* _Task objective_
Pick up the article on small business recruitment where it ends and keep writing it.

Small Business Recruitment: Tips and Tactics

Small Business Recruitment: Tips and Tactics

One of the biggest investments you can make as a business owner is to invest in your employees. The people that you recruit can make or break your company and it can be difficult to attract the talent that you need if you don’t know where to start.

Believe it or not, your brand, reputation, and social media presence all play a big part in how prospective employees gauge whether or not they will send in an application. That’s why it’s important to start early and to have a clear goal in mind before you start with a focused recruitment plan.

Find out what your business can do to attract the best employees in this post.

Written and Visual Personality

The written and visual personality of your company is likely what is absorbed by the public. This includes your social media pages, your website, and any media coverage that you have. Even your logo and marketing materials are important.

Your social media pages should be up-to-date, consistent, and in line with your brand. The colors should match your site and your posts should follow some sort of schedule—free from spelling errors. The language that you use in your posts should be the same as you use throughout your website.

Your site is also very important on its own. It should match your service or product, and be up-to-date and clean. Your logo and branding should be modern and representative of your company, not outdated and irrelevant.

In today’s world, your online presence and communication will usually be the first impression that you give to people. Since so many people use technology in their everyday lives, it is important to make the right online choices, regardless of if you think your audience is online or not.

By using older branding designs and not having your social media pages or websites managed by professionals, you risk missing out on an entire market of potential hires. They may overlook you simply because they are not confident that you are a company that will continue to move forward in the future.

Employment Reputation

Many companies have employment reputations outside of their business or brand reputations. Although the two go hand in hand, what you promote to potential employees is different from what you promote to your customers.

When thinking employment reputation, think about companies like Google, Virgin, or Facebook. All three have reputations as being excellent employers to their workers. Why? Because of the things that they offer.

The corporate culture and workplace allowances that you create in your business can either help to draw people to you, or to push them away. It all depends on what you have to offer and how you treat your talent.

Businesses with positive employment reputations tend to offer things that other businesses don’t, such as:

  • Flexible hours
  • Childcare
  • Transportation
  • Telecommuting
  • Customizable office spaces
  • Competitive salaries
  • Paid lunches or stocked fridges
  • and more

Not every business is able to offer flexible hours or work from home options, but it isn’t impossible to find something that you can do to entice future employees. Think outside of the box and choose something that would mean a lot to you as a worker.

Doing so will nurture your reputation and put you a step above other companies.

Getting Applicants

Sometimes, the biggest problem isn’t whether or not you have a strong brand or an employment reputation, it’s that you just don’t see enough relevant applications come in. One of the most common reasons for this is not strategically placing your job ads online.

* _Raw data_
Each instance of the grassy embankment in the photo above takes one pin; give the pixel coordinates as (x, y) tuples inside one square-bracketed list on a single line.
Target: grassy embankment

* _Exercise response_
General ads will get you a general applicant. Professionals won’t usually waste time on ads that are unspecific or unclear. Each position that you want to fill should have its own posting, and the manager of that department should review the ad before it goes live.

You should also write each ad differently based on the applicant. For a creative position, such as a writer or a designer, you may want to show more personality in your ads, while for an analytics or financial position, you may want to stick to the basics.

Try not to overwhelm applicants with too many required or suggested skills. Sometimes, the perfect applicant will avoid applying for a job simply because the posting said “applicants with experience in _______ preferred”. Remember to hire for what you need. Extra skills are just added benefits.

The Hiring Process

It isn’t just about making sure that your company entices people to send in applications. You also need to shape your hiring process into something that benefits both you and the people you will be interviewing.

Some small, yet thoughtful, practices to adopt include:

  • At the end of an interview, let the candidate know when you will update them.
  • Let prospective workers know whether you select them or not.
  • If they had to complete personality tests, ask them if they found them easy, understandable, and useful.
  • Remember that your business needs a good employee just as much, if not more, than they need the job.
  • Be clear, honest, and open about the company and the role they are expected to fill.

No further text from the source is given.